REQUIRED ACTION A: In the profile of Grant Goodall, how much did Olin invest to build the PLA recycling system on campus?
REQUIRED ACTION B: Carry on the Grant Goodall profile from its last sentence, keeping its question-and-answer interview format.

TEXT SHOWN:

Grant Goodall

Year of Graduation: 
2020

"Whatever I do in the future will need to have some aspect of helping the environment, because we live on a dying planet."

Grant Goodall ’20 is well familiar with not only the exceptional innovations technology facilitates, but also the waste it generates. That’s why, last spring, Goodall, 20, took up the challenge of figuring out how to recycle waste plastics from the 3D printing process.

With a small team of classmates at Olin College of Engineering, Goodall developed a closed-loop recycling system for polylactic acid (PLA) that was so impressive, Olin invested $15,000 to build it on campus. To date, the system has reduced the school’s PLA purchase by 50 percent each semester.

The project is one of many Goodall, a Chicago native, has worked on since he graduated from Exeter. Over the summer, he studied whether replicating hands-on experience with game-based learning is effective in preparing students for their future occupations. (By several key measures, it is.) He co-presented the findings in October at the Frontiers in Education Conference in Sweden.

It’s a topic that hit home. At Exeter, Goodall says, the electronics and robotics classes he took with Science Instructor Brad Robinson were “especially hands-on and taught me the benefits of project-based learning versus lecture.” He also credits his adviser, Science Instructor Anne Rankin, with serving as a tremendous guide as he explored the sciences. 

Goodall spoke with us from the Olin campus in Needham, Massachusetts, where he was gearing up for finals week.

What were the challenges of getting a new recycling system up and running?

To start, we looked at the science of recycling PLA — confirming that it could in fact be reused — and designing the system that would take us from bins of waste plastic to having actual new filament. Then came the challenge of how to use [the machine], and how it fits in Olin’s ecosystem. We met with many groups on campus to find the perfect fit. In engineering, as well as at Exeter, I’ve learned a lot by going out and talking with communities … because with any project, at the end of the day, the people you’re talking to are going to be the people using [a design or system].

STORED DATA:

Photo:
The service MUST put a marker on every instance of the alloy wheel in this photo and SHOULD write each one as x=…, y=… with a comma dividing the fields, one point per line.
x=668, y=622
--
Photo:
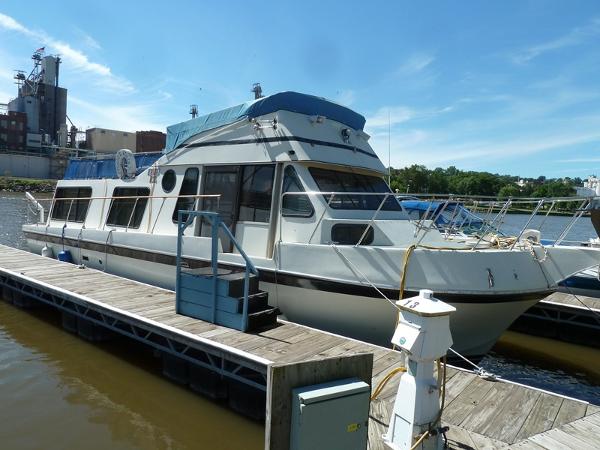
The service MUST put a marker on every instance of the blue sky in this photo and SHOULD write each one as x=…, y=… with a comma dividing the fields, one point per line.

RESPONSE AREA A: $15,000

RESPONSE AREA B:
Is engineering that benefits the environment of particular interest?

Whatever I do in the future will need to have some aspect of helping the environment because we live on a dying planet. So even if what I’m doing isn’t explicitly about saving the environment, it should be made with sustainable resources, and finding a way to use the least resources, and there should be a way to recycle it at the end of life.

Recycling, game-based learning. What’s next?

I’m currently building a “powerchair” that will enable a mobility-impaired older adult to go bike riding with his friends. In half a semester, we’re going from a pile of scrap pieces to a motorized wheelchair that can go 20 miles per hour down off-road bike trails. For another class, I’m creating a drone delivery system. Off the east coast of Canada are barrier islands that get most of their supplies by ferry. But medical supplies such as insulin often can’t survive the trip, so there’s a dangerous lack of access. Our goal is for people in that area to use our open-source guidelines to build the drones and use them for medical deliveries. 

— Danielle Cantor

Editor’s note: This interview first appeared in the winter 2023 issue of The Exeter Bulletin.